Exercise instructions: Can you return every line of the material below unchanged, character for character, from the first line to the last?
>> START Supplied material
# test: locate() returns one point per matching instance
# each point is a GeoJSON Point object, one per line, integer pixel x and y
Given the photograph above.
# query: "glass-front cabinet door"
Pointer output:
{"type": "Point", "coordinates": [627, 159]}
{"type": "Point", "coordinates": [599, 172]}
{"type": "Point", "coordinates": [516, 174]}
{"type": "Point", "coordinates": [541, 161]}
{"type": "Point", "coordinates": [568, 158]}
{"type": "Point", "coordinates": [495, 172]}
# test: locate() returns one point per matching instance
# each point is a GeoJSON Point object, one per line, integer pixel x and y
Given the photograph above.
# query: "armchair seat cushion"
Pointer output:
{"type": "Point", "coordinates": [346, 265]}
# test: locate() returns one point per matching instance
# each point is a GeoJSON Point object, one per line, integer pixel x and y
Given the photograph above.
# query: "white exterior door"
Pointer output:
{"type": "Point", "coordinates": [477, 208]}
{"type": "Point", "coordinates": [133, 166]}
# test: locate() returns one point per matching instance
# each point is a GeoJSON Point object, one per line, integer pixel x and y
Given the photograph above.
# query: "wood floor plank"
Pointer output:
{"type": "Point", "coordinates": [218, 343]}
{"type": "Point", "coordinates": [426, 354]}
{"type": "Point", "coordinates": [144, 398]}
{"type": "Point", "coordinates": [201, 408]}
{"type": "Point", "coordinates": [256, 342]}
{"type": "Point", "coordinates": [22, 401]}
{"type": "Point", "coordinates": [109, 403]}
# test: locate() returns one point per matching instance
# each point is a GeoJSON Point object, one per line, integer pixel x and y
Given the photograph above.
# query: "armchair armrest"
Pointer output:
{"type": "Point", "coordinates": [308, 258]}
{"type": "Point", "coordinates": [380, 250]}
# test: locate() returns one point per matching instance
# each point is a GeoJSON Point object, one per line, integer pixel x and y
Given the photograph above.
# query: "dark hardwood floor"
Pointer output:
>> END Supplied material
Solution for this task:
# test: locate() returns one point per matching instance
# each point is a GeoJSON Point object, one per line, integer pixel x and y
Given the photograph above.
# query: "glass-front cabinet door"
Pointer output:
{"type": "Point", "coordinates": [627, 159]}
{"type": "Point", "coordinates": [599, 172]}
{"type": "Point", "coordinates": [516, 174]}
{"type": "Point", "coordinates": [541, 161]}
{"type": "Point", "coordinates": [568, 158]}
{"type": "Point", "coordinates": [495, 172]}
# test: locate() returns one point per matching instance
# each point is a GeoJSON Point object, one per line, integer pixel x and y
Given the photograph above.
# query: "armchair seat cushion"
Pointer output:
{"type": "Point", "coordinates": [346, 265]}
# test: locate() returns one point per matching instance
# each point is a GeoJSON Point object, one per line, integer pixel x and y
Given the photograph above.
# query: "white exterior door"
Pointer output:
{"type": "Point", "coordinates": [477, 208]}
{"type": "Point", "coordinates": [133, 166]}
# test: locate() returns one point per matching instance
# each point is a GeoJSON Point object, one per line, integer pixel x and y
Given the photograph above.
# query: "wood floor plank"
Pointer output:
{"type": "Point", "coordinates": [218, 343]}
{"type": "Point", "coordinates": [426, 354]}
{"type": "Point", "coordinates": [144, 398]}
{"type": "Point", "coordinates": [201, 408]}
{"type": "Point", "coordinates": [256, 342]}
{"type": "Point", "coordinates": [22, 401]}
{"type": "Point", "coordinates": [109, 403]}
# test: locate() returns one point per matching instance
# each point is a GeoJSON Point object, one per line, integer pixel x and y
Given the photograph above.
# query: "armchair armrest"
Pointer output:
{"type": "Point", "coordinates": [308, 258]}
{"type": "Point", "coordinates": [380, 250]}
# test: locate() returns one point per matching instance
# each point is a GeoJSON Point object, one per line, integer pixel x and y
Given the photograph above.
# query: "dark hardwood floor"
Pointer output:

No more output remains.